■ **Exercise task**:
Reproduce the material in full, exactly as written.

-- start of Records shown --

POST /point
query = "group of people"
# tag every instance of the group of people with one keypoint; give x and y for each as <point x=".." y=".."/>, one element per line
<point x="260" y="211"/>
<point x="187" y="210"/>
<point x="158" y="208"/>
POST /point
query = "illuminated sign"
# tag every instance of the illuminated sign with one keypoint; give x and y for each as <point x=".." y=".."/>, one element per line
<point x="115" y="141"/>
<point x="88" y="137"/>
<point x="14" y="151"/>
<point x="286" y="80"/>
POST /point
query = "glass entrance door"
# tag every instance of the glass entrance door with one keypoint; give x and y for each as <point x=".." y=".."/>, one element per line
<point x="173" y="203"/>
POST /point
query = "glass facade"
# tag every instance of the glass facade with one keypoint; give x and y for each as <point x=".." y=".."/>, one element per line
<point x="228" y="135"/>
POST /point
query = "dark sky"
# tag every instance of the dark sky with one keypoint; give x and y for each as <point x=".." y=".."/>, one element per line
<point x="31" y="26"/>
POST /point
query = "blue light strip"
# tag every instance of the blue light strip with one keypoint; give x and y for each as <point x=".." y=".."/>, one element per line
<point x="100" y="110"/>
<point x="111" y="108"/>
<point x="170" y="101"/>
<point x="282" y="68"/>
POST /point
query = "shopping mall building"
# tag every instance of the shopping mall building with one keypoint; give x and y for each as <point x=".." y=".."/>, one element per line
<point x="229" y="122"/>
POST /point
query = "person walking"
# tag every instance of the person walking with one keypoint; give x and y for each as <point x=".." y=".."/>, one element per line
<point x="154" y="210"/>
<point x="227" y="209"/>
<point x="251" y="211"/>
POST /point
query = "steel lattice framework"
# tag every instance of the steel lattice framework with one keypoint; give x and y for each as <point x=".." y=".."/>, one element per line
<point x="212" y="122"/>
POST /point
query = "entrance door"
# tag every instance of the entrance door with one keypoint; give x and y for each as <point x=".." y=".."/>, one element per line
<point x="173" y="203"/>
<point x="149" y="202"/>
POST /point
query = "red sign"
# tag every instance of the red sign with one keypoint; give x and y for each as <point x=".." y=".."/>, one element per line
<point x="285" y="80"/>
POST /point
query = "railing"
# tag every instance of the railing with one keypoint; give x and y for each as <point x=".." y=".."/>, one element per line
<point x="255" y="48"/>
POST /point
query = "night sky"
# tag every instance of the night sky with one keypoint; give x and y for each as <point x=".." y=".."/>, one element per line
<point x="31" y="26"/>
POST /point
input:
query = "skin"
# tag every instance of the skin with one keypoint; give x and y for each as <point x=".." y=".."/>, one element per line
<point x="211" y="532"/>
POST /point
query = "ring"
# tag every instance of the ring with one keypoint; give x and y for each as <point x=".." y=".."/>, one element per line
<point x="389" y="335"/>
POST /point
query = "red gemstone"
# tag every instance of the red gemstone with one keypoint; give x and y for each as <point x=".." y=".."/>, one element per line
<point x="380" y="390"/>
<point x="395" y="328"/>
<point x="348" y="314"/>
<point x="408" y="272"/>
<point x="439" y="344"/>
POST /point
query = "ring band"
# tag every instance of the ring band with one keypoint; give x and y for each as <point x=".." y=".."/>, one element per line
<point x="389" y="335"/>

-- end of Records shown --

■ **Solution for this task**:
POST /point
query = "group of people"
# tag every instance of the group of people with one keypoint; give x and y for each as <point x=".." y=".."/>, one element per line
<point x="260" y="211"/>
<point x="187" y="210"/>
<point x="158" y="208"/>
POST /point
query = "illuminated sign"
# tag every instance of the illuminated sign with one keypoint; give x and y for each as <point x=".." y=".."/>, one element per line
<point x="115" y="141"/>
<point x="88" y="137"/>
<point x="14" y="151"/>
<point x="286" y="80"/>
POST /point
query = "glass entrance door"
# tag every instance of the glass entrance door with one keypoint; give x and y for each as <point x=".." y=".."/>, one element per line
<point x="173" y="203"/>
POST /point
query = "glass facade"
# tag every instance of the glass facade with one keypoint; give x and y for each as <point x=".." y=".."/>, one element per line
<point x="228" y="135"/>
POST /point
query = "dark sky"
# tag every instance of the dark sky with one keypoint; give x and y for each as <point x=".." y=".."/>, one element per line
<point x="31" y="26"/>
POST /point
query = "blue light strip"
# tag every instance of the blue light strip with one keypoint; give x and y for each as <point x=".." y=".."/>, one element per line
<point x="100" y="110"/>
<point x="111" y="108"/>
<point x="170" y="101"/>
<point x="282" y="68"/>
POST /point
query = "shopping mall building"
# tag every instance of the shopping mall building with one keypoint; give x and y for each as <point x=".." y=".."/>, one element per line
<point x="229" y="122"/>
POST /point
query = "person walking"
# tag every instance of the person walking with one keypoint; give x and y for each as <point x=".." y=".."/>, one element per line
<point x="154" y="210"/>
<point x="227" y="209"/>
<point x="251" y="211"/>
POST /point
query = "steel lattice framework"
# tag every instance of the steel lattice framework with one keypoint; give x and y for each as <point x=".." y=".."/>, one element per line
<point x="212" y="122"/>
POST /point
query = "entrance door"
# tag every instance of the entrance door with one keypoint; give x and y for each as <point x=".." y=".."/>, one element per line
<point x="173" y="203"/>
<point x="149" y="202"/>
POST /point
query = "red sign"
# tag every instance of the red sign with one keypoint; give x and y for each as <point x=".." y=".."/>, one element per line
<point x="285" y="80"/>
POST /point
query = "railing"
# tag every instance of the railing with one keypoint; give x and y for each as <point x=".." y=".."/>, one element per line
<point x="255" y="48"/>
POST /point
query = "night sky"
# tag every instance of the night sky with one keypoint; give x and y for each as <point x=".." y=".."/>, one element per line
<point x="31" y="26"/>
POST /point
input:
query = "skin"
# tag every instance of the skin with one keypoint; give x and y for each as <point x=".." y=".."/>, one element per line
<point x="211" y="532"/>
POST /point
query = "ring"
# tag every instance of the ring with one keypoint; give x and y for each as <point x=".." y=".."/>, one element per line
<point x="389" y="335"/>
POST /point
query = "red gemstone"
# tag every instance of the red gemstone with one keypoint; give x and y for each as <point x=".." y=".."/>, one element per line
<point x="380" y="390"/>
<point x="395" y="328"/>
<point x="348" y="314"/>
<point x="408" y="272"/>
<point x="439" y="344"/>
POST /point
query = "ring band"
# tag every instance of the ring band with one keypoint; give x and y for each as <point x=".." y=".."/>, one element per line
<point x="389" y="335"/>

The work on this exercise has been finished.